-- BEGIN --
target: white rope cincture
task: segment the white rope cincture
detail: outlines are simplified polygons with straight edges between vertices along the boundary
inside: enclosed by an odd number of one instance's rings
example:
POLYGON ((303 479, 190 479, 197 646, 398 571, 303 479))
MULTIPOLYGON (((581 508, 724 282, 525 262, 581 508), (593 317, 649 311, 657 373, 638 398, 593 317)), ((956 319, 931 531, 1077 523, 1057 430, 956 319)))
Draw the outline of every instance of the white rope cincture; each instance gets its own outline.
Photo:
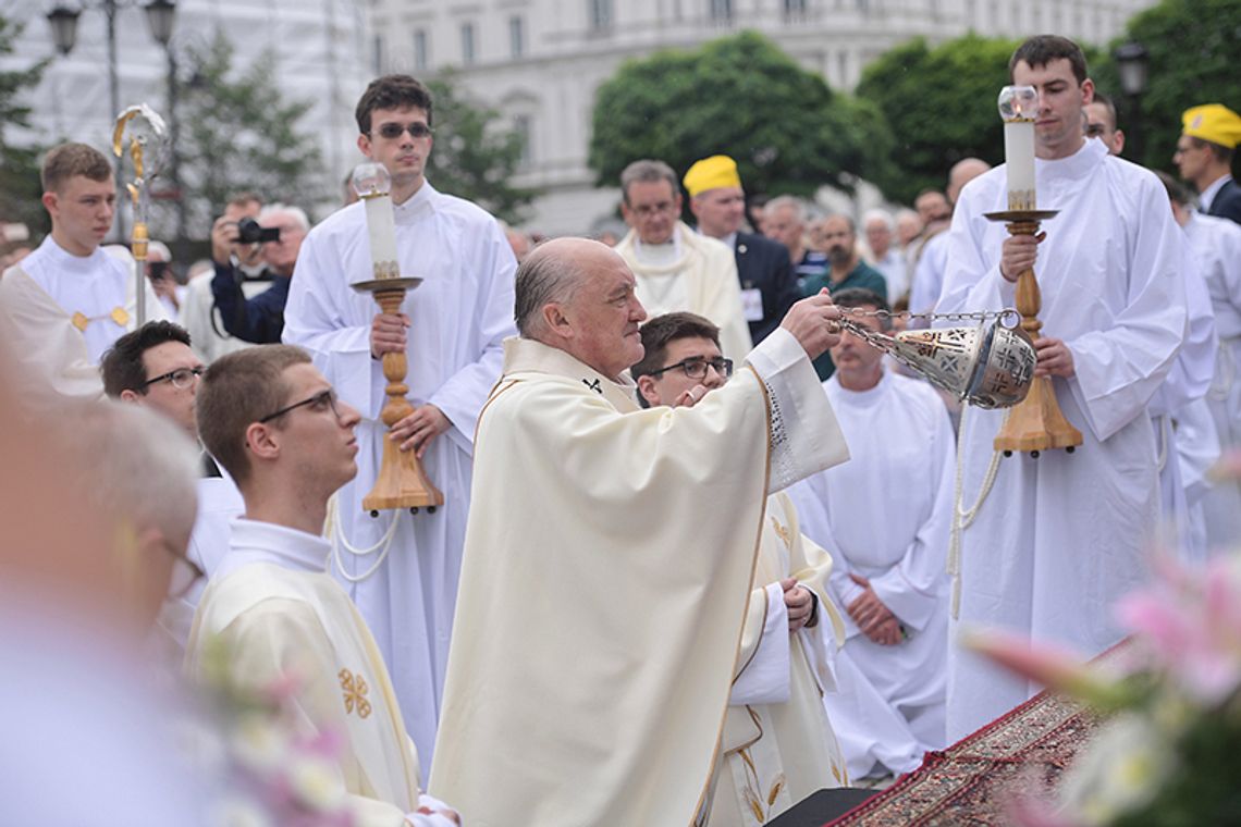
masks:
MULTIPOLYGON (((952 577, 953 620, 961 616, 961 532, 969 528, 974 523, 974 518, 978 517, 978 511, 992 492, 992 486, 995 485, 995 475, 1000 470, 1000 458, 1003 456, 1000 451, 992 454, 992 464, 987 467, 987 475, 983 477, 983 487, 978 492, 978 500, 969 508, 962 508, 961 503, 964 496, 965 479, 965 418, 968 413, 969 400, 967 399, 961 404, 961 422, 957 424, 957 474, 952 498, 952 533, 948 539, 948 575, 952 577)), ((1011 409, 1004 414, 1005 423, 1010 413, 1011 409)), ((1003 428, 1001 423, 1000 429, 1003 428)))
POLYGON ((328 518, 324 521, 324 533, 331 543, 333 564, 336 567, 340 577, 345 578, 350 583, 361 583, 375 574, 379 568, 383 565, 383 560, 387 559, 388 549, 392 548, 392 538, 396 537, 396 526, 400 518, 400 511, 393 512, 392 522, 388 523, 387 531, 383 532, 383 536, 380 537, 377 543, 370 548, 356 548, 349 542, 349 538, 345 537, 345 529, 340 523, 340 498, 339 495, 333 495, 331 500, 328 501, 328 518), (379 552, 380 555, 376 558, 371 568, 366 569, 362 574, 350 574, 345 570, 345 564, 340 555, 341 547, 344 547, 345 551, 354 557, 369 557, 375 552, 379 552))

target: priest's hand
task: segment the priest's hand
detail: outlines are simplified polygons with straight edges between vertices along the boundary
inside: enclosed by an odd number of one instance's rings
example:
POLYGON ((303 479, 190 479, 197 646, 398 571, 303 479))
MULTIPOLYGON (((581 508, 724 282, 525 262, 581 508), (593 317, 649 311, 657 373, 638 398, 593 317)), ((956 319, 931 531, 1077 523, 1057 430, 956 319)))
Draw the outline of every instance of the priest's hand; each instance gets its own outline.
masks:
POLYGON ((405 329, 410 317, 403 312, 381 312, 371 321, 371 358, 405 352, 405 329))
POLYGON ((814 616, 814 595, 797 578, 784 578, 779 582, 784 590, 784 609, 788 613, 788 631, 795 632, 810 622, 814 616))
POLYGON ((1034 340, 1034 352, 1039 357, 1034 366, 1035 376, 1061 376, 1069 379, 1077 372, 1072 351, 1059 338, 1042 336, 1034 340))
POLYGON ((1034 260, 1039 254, 1039 244, 1047 237, 1047 233, 1037 236, 1009 236, 1000 248, 1000 275, 1008 281, 1016 281, 1016 276, 1024 270, 1034 268, 1034 260))
POLYGON ((784 316, 781 327, 793 334, 812 360, 818 358, 840 341, 840 309, 831 301, 827 288, 802 299, 784 316))
POLYGON ((401 443, 401 450, 417 450, 421 460, 427 453, 431 440, 452 428, 453 423, 444 412, 433 404, 414 408, 405 419, 397 420, 388 431, 388 439, 401 443))

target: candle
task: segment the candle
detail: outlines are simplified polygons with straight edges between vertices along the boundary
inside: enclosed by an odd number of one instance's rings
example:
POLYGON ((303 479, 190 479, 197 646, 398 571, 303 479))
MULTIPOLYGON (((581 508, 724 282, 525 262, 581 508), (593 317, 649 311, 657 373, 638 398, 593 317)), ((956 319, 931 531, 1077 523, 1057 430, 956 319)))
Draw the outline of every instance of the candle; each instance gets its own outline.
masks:
POLYGON ((401 275, 396 255, 396 219, 392 216, 392 180, 382 164, 359 164, 354 191, 366 206, 366 233, 371 242, 371 264, 376 279, 401 275))
POLYGON ((1006 86, 1000 89, 998 103, 1004 119, 1008 208, 1035 210, 1034 117, 1039 110, 1039 93, 1031 86, 1006 86))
-- END --
- **Instruction**
Please reproduce all of the material above with "simplified polygons" swapped for "reduced polygons" and everything else unchanged, omitting the pictures from your answer.

- **Result of the task**
target: white rope cincture
task: segment the white rope cincture
detail: outlines are reduced polygons with straight edges between vertices along the boundary
inside: enclosed by an odd number of one instance's rings
example:
POLYGON ((303 479, 190 479, 197 646, 398 571, 303 479))
MULTIPOLYGON (((581 508, 724 282, 525 262, 581 508), (593 317, 649 311, 657 373, 638 398, 593 317)), ((956 319, 931 531, 1077 523, 1057 430, 956 319)))
Draw the outline of every instance of the white rope cincture; each instance gets its own outline.
Photo:
masks:
MULTIPOLYGON (((952 577, 953 620, 961 616, 961 532, 969 528, 974 523, 974 518, 978 517, 978 511, 992 492, 992 486, 995 485, 995 475, 1000 470, 1000 458, 1003 456, 1000 451, 992 454, 992 464, 987 467, 987 475, 983 477, 983 487, 978 492, 978 500, 969 508, 962 508, 961 503, 964 496, 965 479, 965 418, 968 413, 969 400, 967 399, 961 404, 961 422, 957 424, 957 474, 952 498, 952 533, 948 539, 948 575, 952 577)), ((1011 409, 1004 414, 1005 423, 1010 413, 1011 409)), ((1003 428, 1001 423, 1000 429, 1003 428)))
POLYGON ((328 518, 324 521, 324 533, 331 543, 333 564, 336 567, 340 577, 345 578, 350 583, 361 583, 375 574, 379 568, 383 565, 383 560, 387 559, 388 549, 392 548, 392 538, 396 537, 396 526, 400 518, 400 511, 393 512, 392 522, 388 523, 387 531, 383 532, 383 536, 380 537, 377 543, 370 548, 356 548, 349 542, 349 538, 345 537, 345 529, 340 523, 340 498, 339 495, 333 495, 331 500, 328 501, 328 518), (379 552, 380 555, 376 558, 371 568, 366 569, 362 574, 350 574, 345 570, 345 564, 340 555, 341 547, 344 547, 345 551, 354 557, 369 557, 375 552, 379 552))

target: priest's hand
task: segment the priest's hand
detail: outlines are reduced polygons with straight edges between vertices along the boundary
inside: enclosed by an odd number of one instance's rings
example:
POLYGON ((303 479, 190 479, 197 646, 398 571, 303 479))
MULTIPOLYGON (((581 508, 724 282, 525 262, 581 508), (593 317, 649 311, 657 373, 638 398, 593 317)), ((956 319, 931 531, 1077 523, 1057 430, 956 319)))
Draw the outline of every instance of the priest's hand; each instance gets its own outline.
masks:
POLYGON ((405 329, 410 317, 403 312, 381 312, 371 321, 371 358, 405 352, 405 329))
POLYGON ((814 616, 814 595, 797 578, 784 578, 779 582, 784 590, 784 609, 788 613, 788 631, 795 632, 810 622, 814 616))
POLYGON ((1034 340, 1034 352, 1039 357, 1034 366, 1035 376, 1061 376, 1069 379, 1077 372, 1072 351, 1059 338, 1042 336, 1034 340))
POLYGON ((1034 260, 1039 254, 1039 244, 1047 237, 1047 233, 1037 236, 1009 236, 1000 248, 1000 275, 1008 281, 1016 281, 1016 276, 1024 270, 1034 268, 1034 260))
POLYGON ((784 316, 781 327, 793 334, 812 360, 818 358, 840 341, 840 309, 831 301, 827 288, 802 299, 784 316))
POLYGON ((401 443, 401 450, 417 450, 421 460, 427 453, 431 440, 452 428, 453 423, 444 412, 433 404, 414 408, 405 419, 397 420, 388 431, 388 439, 401 443))

target: candle
task: segment the candle
detail: outlines are reduced polygons with straight edges between vertices along the boundary
inside: enclosed by an odd number of one instance's rings
example:
POLYGON ((303 479, 190 479, 197 646, 398 571, 303 479))
MULTIPOLYGON (((581 508, 724 282, 525 262, 581 508), (593 317, 649 311, 657 373, 638 398, 593 317)), ((956 319, 931 531, 1077 523, 1057 430, 956 319)))
Draw the outline of every instance of the candle; each instance gets its own outline.
masks:
POLYGON ((401 275, 396 255, 396 219, 392 216, 392 180, 382 164, 359 164, 354 191, 366 206, 366 233, 371 242, 371 264, 376 279, 401 275))
POLYGON ((1006 86, 1000 89, 998 103, 1004 119, 1008 208, 1035 210, 1034 117, 1039 110, 1039 93, 1031 86, 1006 86))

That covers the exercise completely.